• [DOCUMENT EXTRACT]
Snowblowers are 4 stroke engines today, I'm not even sure anyone makes a 2-stroke machine. And they certainly aren't obsolete. An electric one is fine if you have a bit of light powder but no good if you're moving a lot of deep, heavy snow off a decent amount of square footage. And don't buy a gas blower than isn't at least 2 stages.

I don't doubt the future will make them comparable and lower in cost but I wouldn't buy one today.


Other than very small engines most snowblowers and mowers are 4 stroke engines.

My last snowblower was 11.5HP, and it could take 90 minutes to clear everything after a decent snow. A battery approach wouldn’t be feasible at this point.


When one considers the difference in human effort between mowing a lawn with an old-school cylinder-of-blades push mower with no power at all, and of shoveling a driveway of snow as far as a snowblower throws it… it becomes obvious one task requires way, way more energy than the other.


I have a pretty robust electric chainsaw, but it's not great for hardwoods at all. Of course, I have 5 chainsaws so maybe I'm not the one to take advice from, I might have a problem ;)

For leaf blowers and weed trimmers I agree.


Same for leaf blowers. I worked on a farm in the Swiss mountains where we used large Stihl leaf blowers to get the hay down the mountain [1] so we could pick it up by machine and electric leaf blowers were only used for cleanup jobs in the barn. Nowadays I live in the city but I still get sweaty flashbacks whenever I hear a gas leaf blower during the summer months.

[1]: Similar to https://youtu.be/Rni8F0GFjW4?t=145 but just imagine the mountains/rolls of hay to be 2m high and the slope be >45°s


Oh, I hear you, every fall in Ontario (and now Wisconsin) the sound of gas leaf blowers and that high-pitch whine drives me crazy. I have an electric one to basically clear off the front porch but I feel like even that is noise pollution (much worse than a riding mower to my ears) and so I rake an acre of mixed hardwood next to the house by hand spring and fall and trailer the leaves a half mile up the road to compost.

I'm sure it was hard work, but a farm in the Swiss mountains for a period of time sounds like a life experience!


Sorry, I should clear that up. I mulch (mower) as much of the leaves as I can and leave it on the ground, I only rake up what I can't mulch. And that's to protect the ground cover under the oak trees from dying under the leaves and turning everything in to mud/eroding.


Just curious: what kind of cows did you all have?

(the dairy farmer near us has Simmentaler and Rotfleck)


In the winter I have a driveway and 300 feet of sidewalk I have to clear, sometimes twice a day. Assuming any products on the market can even handle the job, I wouldn't want to have to manage the charging situation for my use case. Pouring in more gas is so much easier than realizing you forgot to charge the backup battery. And I don't even want to know what that would cost.


I sit here with a variety of gas-powered vehicles and tools and I agree 100% with you. I was actually seriously thinking of buying a battery powered snowblower last winter, even though I have an ATV with a snow blade and a garden tractor with a snowblower. And I can easily buy ethanol-free gas at the nearest gas station.

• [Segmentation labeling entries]
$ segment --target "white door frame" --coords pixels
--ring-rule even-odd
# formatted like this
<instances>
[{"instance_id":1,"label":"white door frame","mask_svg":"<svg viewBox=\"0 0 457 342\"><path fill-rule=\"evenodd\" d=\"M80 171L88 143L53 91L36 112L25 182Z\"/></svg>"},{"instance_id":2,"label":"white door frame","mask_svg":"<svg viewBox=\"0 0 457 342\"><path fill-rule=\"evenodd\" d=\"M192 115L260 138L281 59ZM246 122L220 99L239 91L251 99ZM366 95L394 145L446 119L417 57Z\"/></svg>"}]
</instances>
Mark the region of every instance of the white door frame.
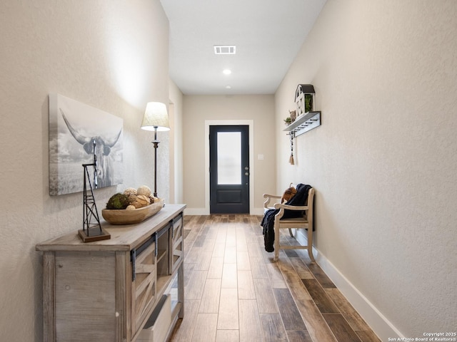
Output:
<instances>
[{"instance_id":1,"label":"white door frame","mask_svg":"<svg viewBox=\"0 0 457 342\"><path fill-rule=\"evenodd\" d=\"M249 213L253 214L254 204L254 120L205 120L205 215L209 215L209 126L230 125L249 126Z\"/></svg>"}]
</instances>

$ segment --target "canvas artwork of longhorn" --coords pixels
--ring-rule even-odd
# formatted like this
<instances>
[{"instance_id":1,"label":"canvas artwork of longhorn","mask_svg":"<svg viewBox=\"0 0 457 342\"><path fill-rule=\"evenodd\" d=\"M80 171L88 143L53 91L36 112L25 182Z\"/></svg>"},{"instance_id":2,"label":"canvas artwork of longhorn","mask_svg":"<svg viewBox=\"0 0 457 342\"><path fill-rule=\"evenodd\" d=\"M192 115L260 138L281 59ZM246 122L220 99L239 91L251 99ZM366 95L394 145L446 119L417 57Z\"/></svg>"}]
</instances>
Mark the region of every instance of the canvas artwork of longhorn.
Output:
<instances>
[{"instance_id":1,"label":"canvas artwork of longhorn","mask_svg":"<svg viewBox=\"0 0 457 342\"><path fill-rule=\"evenodd\" d=\"M49 94L49 195L83 191L82 165L94 158L97 187L122 183L123 127L121 118Z\"/></svg>"}]
</instances>

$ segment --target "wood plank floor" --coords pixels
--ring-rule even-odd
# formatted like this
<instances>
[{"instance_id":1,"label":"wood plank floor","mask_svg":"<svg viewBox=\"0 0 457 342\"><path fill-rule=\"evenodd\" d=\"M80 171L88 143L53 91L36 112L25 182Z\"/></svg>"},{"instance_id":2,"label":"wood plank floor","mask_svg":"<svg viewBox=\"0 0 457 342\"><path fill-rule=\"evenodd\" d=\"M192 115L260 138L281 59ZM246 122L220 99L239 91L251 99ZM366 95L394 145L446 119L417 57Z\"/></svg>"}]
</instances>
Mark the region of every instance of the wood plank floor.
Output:
<instances>
[{"instance_id":1,"label":"wood plank floor","mask_svg":"<svg viewBox=\"0 0 457 342\"><path fill-rule=\"evenodd\" d=\"M273 261L261 218L184 217L184 318L171 341L380 342L306 250Z\"/></svg>"}]
</instances>

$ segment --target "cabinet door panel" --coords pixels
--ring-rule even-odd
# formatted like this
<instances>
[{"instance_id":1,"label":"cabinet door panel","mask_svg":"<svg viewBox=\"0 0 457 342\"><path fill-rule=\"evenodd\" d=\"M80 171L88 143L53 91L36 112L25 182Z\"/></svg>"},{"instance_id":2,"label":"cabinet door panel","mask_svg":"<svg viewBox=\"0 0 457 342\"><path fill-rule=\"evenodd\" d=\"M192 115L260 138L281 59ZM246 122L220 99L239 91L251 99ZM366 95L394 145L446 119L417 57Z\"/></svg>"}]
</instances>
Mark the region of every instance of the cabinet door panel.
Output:
<instances>
[{"instance_id":1,"label":"cabinet door panel","mask_svg":"<svg viewBox=\"0 0 457 342\"><path fill-rule=\"evenodd\" d=\"M56 341L115 341L115 264L111 252L56 252Z\"/></svg>"},{"instance_id":2,"label":"cabinet door panel","mask_svg":"<svg viewBox=\"0 0 457 342\"><path fill-rule=\"evenodd\" d=\"M148 310L156 299L157 280L156 244L153 242L134 259L135 279L132 281L132 332L146 318Z\"/></svg>"},{"instance_id":3,"label":"cabinet door panel","mask_svg":"<svg viewBox=\"0 0 457 342\"><path fill-rule=\"evenodd\" d=\"M173 257L172 271L182 262L184 256L183 218L181 215L173 221Z\"/></svg>"}]
</instances>

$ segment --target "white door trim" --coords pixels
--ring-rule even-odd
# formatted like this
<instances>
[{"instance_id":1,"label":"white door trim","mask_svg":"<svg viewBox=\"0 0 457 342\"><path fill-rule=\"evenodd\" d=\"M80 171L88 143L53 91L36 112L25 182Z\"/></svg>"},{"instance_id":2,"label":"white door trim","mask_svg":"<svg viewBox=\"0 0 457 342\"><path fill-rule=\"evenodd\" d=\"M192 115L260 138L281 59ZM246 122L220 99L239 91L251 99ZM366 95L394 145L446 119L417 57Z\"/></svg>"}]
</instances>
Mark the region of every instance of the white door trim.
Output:
<instances>
[{"instance_id":1,"label":"white door trim","mask_svg":"<svg viewBox=\"0 0 457 342\"><path fill-rule=\"evenodd\" d=\"M209 126L243 125L249 126L249 212L253 213L254 182L254 120L205 120L205 215L209 215Z\"/></svg>"}]
</instances>

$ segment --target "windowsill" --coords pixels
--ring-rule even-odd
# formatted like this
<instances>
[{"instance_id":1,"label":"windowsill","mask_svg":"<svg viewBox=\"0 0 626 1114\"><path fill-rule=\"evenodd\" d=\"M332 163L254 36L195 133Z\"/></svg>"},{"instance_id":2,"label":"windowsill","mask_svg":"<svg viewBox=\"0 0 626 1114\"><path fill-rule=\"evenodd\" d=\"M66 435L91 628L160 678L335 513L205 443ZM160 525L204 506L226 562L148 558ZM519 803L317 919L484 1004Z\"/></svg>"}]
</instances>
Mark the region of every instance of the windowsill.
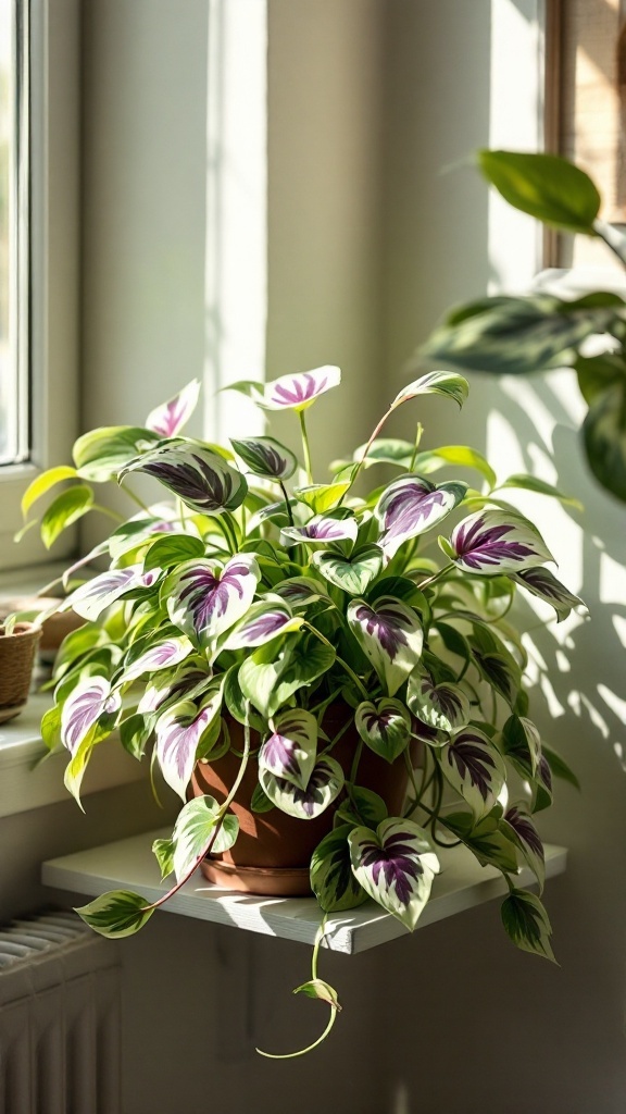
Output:
<instances>
[{"instance_id":1,"label":"windowsill","mask_svg":"<svg viewBox=\"0 0 626 1114\"><path fill-rule=\"evenodd\" d=\"M49 693L36 694L16 720L0 724L0 818L70 800L63 784L68 755L49 754L39 730L41 716L50 704ZM46 761L41 761L43 758ZM99 746L85 774L81 795L144 776L139 762L121 746Z\"/></svg>"},{"instance_id":2,"label":"windowsill","mask_svg":"<svg viewBox=\"0 0 626 1114\"><path fill-rule=\"evenodd\" d=\"M51 859L42 867L43 885L90 897L111 889L131 889L148 901L156 901L169 886L160 880L151 844L154 839L169 834L169 831L146 832L105 847ZM563 873L566 862L565 848L546 847L547 878ZM520 886L532 886L534 877L528 868L522 868L518 880ZM502 897L506 892L507 887L499 871L480 867L466 848L454 848L446 856L446 869L434 879L431 898L418 928ZM258 898L233 893L211 886L199 871L168 901L165 911L311 945L315 941L321 917L314 898ZM359 909L331 913L324 945L333 951L351 955L405 935L407 929L394 917L383 912L373 901L368 901Z\"/></svg>"}]
</instances>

• [WRITTEN EXERCISE 1]
Answer these questions using the yard-tools discussion.
(a) What horsepower was the last snowblower mentioned?
(b) Where did one writer use large Stihl leaf blowers to move hay?
(c) How many feet of sidewalk does one writer clear in winter?
• [WRITTEN EXERCISE 2]
Decide whether each statement agrees with the yard-tools discussion, answering yes or no and quoting the words that settle it.
(a) The discussion advises buying a single-stage gas blower.
(b) On the Swiss farm, electric leaf blowers were used only for cleanup jobs in the barn.
(c) The writer with the electric chainsaw finds it great for hardwoods.

• [PROBLEM SOLUTION 1]
(a) 11.5HP
(b) On a farm in the Swiss mountains
(c) 300 feet

• [PROBLEM SOLUTION 2]
(a) No: "don't buy a gas blower than isn't at least 2 stages."
(b) Yes: "electric leaf blowers were only used for cleanup jobs in the barn."
(c) No: "it's not great for hardwoods at all."